• WRITTEN INSTRUCTION
Without including any images, reproduce each entry exactly.
start SUPPLIED MATERIAL
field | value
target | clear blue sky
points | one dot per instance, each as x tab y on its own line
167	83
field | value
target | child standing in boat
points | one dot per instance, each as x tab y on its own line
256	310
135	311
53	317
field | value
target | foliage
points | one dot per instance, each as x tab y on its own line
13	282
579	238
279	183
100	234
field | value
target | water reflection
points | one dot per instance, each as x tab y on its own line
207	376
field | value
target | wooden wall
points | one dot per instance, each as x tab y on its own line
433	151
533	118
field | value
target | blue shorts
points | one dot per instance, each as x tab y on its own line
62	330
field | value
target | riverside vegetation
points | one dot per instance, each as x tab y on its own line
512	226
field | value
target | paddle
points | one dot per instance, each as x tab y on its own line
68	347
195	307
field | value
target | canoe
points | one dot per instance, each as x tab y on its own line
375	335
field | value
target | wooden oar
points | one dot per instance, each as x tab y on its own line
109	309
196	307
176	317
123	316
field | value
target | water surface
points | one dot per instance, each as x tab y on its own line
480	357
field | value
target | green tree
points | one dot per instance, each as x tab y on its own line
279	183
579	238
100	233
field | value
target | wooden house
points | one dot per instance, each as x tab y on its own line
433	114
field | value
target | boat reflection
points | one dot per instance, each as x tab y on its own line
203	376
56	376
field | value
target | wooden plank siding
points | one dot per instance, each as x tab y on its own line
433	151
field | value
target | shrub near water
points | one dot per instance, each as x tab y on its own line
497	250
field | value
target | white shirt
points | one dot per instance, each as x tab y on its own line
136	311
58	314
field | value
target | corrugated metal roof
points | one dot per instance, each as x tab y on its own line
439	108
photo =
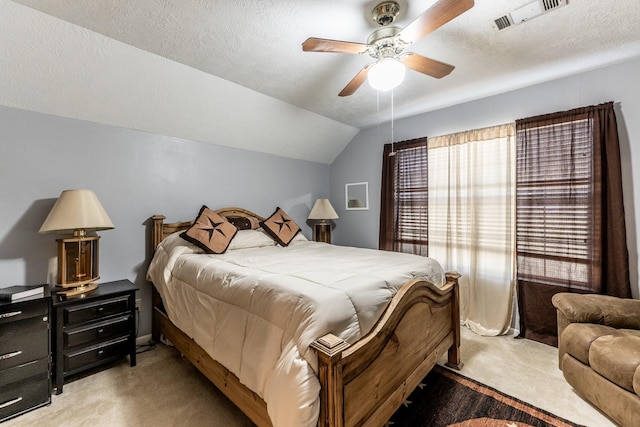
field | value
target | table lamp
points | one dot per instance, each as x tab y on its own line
77	211
323	211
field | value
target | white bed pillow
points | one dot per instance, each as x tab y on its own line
245	239
298	238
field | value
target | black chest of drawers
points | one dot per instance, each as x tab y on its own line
25	356
95	328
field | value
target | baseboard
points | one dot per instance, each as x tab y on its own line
143	339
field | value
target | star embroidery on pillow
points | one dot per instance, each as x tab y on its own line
214	227
283	222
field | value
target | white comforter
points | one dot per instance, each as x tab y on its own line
257	310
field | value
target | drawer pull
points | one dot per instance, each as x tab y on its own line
10	355
10	402
10	314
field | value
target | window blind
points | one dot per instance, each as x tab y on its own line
411	189
554	208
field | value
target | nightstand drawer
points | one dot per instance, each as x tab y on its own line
96	354
23	310
24	341
96	310
26	370
97	332
24	394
end SUPPLIED MATERIAL
• PROBLEM SOLUTION
field | value
target | clear blue sky
points | one dot per instance, each as x tab y on its own line
167	83
field | value
target | child standing in boat
points | one dot per instance, each as x tab y on its own line
256	310
135	311
53	317
field | value
target | foliage
points | one dot per instance, each as x tab y on its own line
13	282
579	238
279	183
100	234
field | value
target | water reflection
points | one dot per instance, each as x tab y on its own line
207	376
field | value
target | wooden wall
points | one dot per instance, each as x tab y on its own line
433	151
533	118
field | value
target | blue shorts
points | one dot per instance, each as x tab y on its own line
62	330
field | value
target | riverside vegetation
points | one dot per instance, each as x tab y on its own line
512	226
field | value
target | paddle
points | one dot per instance, each as x tab y on its own line
68	347
195	307
field | value
target | canoe
points | one dot per instance, each as x tab y on its own line
375	335
field | value
target | wooden oar
points | one dot per instance, each as x tab y on its own line
109	309
196	307
176	317
123	316
field | value
target | water surface
points | one dot per instance, each as x tab y on its own line
480	357
field | value
target | green tree
points | one dot per instance, each as x tab y on its own line
279	183
579	238
100	233
field | value
target | wooden house
points | one dot per instance, each as x tab y on its own line
433	114
field | value
target | boat reflection
points | one dot per instance, each as x tab y on its own line
203	376
56	376
field | value
target | wooden plank siding
points | one dot per instance, each as x tab y on its own line
433	151
field | value
target | shrub near water
points | one dot per instance, each as x tab y on its own line
497	250
field | value
target | white shirt
points | one dot per instance, each as x tab y on its own line
136	311
58	314
field | value
target | corrugated metal roof
points | one dot per instance, each as x tab y on its own line
439	108
photo =
field | value
target | table lamp
points | one dot per instance, each as x tab y on its own line
77	211
323	211
field | value
target | white bed pillow
points | one dot per instance, each as x tab y on its own line
245	239
298	238
field | value
target | black chest of drawers
points | one dot per instance, each as x tab y on its own line
25	356
95	328
field | value
target | baseboard
points | one dot per instance, each as x tab y on its own line
143	339
field | value
target | star embroidery on pillow
points | one dot per instance, each as x tab y on its own line
214	227
283	222
field | value
target | white comforter
points | one dot per instance, each as x tab y on its own line
257	310
field | value
target | drawer pull
points | one dot per instance, each as x tab y on its own line
10	355
10	402
10	314
field | value
target | window blind
points | one dot per instance, each as x tab y on its own line
411	189
554	208
field | value
target | nightstand drawer
points | one dot per instance, each as x tab y on its own line
96	354
23	310
24	341
96	310
26	370
97	332
24	394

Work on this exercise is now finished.